** Supplied passage follows **

In 1863, the family moved to Philadelphia, where Mr. Isaacs's early business was in wholesale stationery. He opened up for his wife the opportunities for culture and self-improvement that had been denied her in her parental Pacific Northwest home.

After two years, they came to Walla Walla, Washington, where Mr. Isaacs took up a homestead, which later became part of the city. Their home, "Brookside", was built in 1867 and here, for 50 years, Mrs. Isaacs made her home.

In Walla Walla, Mr. Isaacs was a merchant and manufacturer of flour. He had imported from Switzerland the first of the modern mill machinery used in his business. He planted experimental orchards and vineyards to test the best varieties for the climate and introduced the most productive wheat seed to the farmers of that region. He held progressive views and he urged the farmers to adopt upland-dry-farming long before it was considered practical. He was also an amateur musician, playing the violin from the age of 12 until he was 75. His diverse interests, his intellect, and his sympathies with the feminist cause encouraged his wife in her aspirations.

** End of Supplied passage **

[Tasks and exercises]:
(1) Answer these questions using the passage on the Isaacs family.
(a) What was Mr. Isaacs's early business in Philadelphia?
(b) In what year was the home called "Brookside" built?
(c) From which country did Mr. Isaacs import the mill machinery for his business?
(2) Write the next paragraph of the passage on the Isaacs family, picking up after its final sentence.

** Given entries follows **

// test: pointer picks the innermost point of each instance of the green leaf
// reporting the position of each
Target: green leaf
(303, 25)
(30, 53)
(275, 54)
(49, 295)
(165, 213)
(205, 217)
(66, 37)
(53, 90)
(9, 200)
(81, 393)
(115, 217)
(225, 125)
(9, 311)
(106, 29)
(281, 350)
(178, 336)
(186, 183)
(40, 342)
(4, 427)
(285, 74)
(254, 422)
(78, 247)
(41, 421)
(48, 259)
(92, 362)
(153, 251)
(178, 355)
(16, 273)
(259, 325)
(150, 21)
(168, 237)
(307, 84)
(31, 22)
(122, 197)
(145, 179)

** End of Given entries **

[Answers in order]:
(1)
(a) Wholesale stationery.
(b) 1867.
(c) Switzerland.

(2)
As Mrs. Isaacs became older, she developed many new ideals—all clearly indicated by her early reading, her pronounced literary instincts and her devotion to the welfare and betterment of women. In Walla Walla, she was a pronounced leader in civic improvement. With five women coadjutors, she secured the institution and appointment of a woman probation officer for that city, credit being due to Isaacs for the idea of the Salvation Army captain serving in that role. She was active in securing the installation of the first street drinking fountains. She was prime mover in the city library and president of the Walla Walla Woman's Exchange. Her activities were always diversified and her interest intelligently applied by striking at the most acute of the city's needs at the proper time to bring them to prompt adoption.

Isaacs was a charter member of the first women's club in Walla Walla organized in 1886; was one of the first dozen in all the U.S. She was a prominent worker in the Symphony Orchestra Club, belonging also to the Sunshine and Educational Clubs.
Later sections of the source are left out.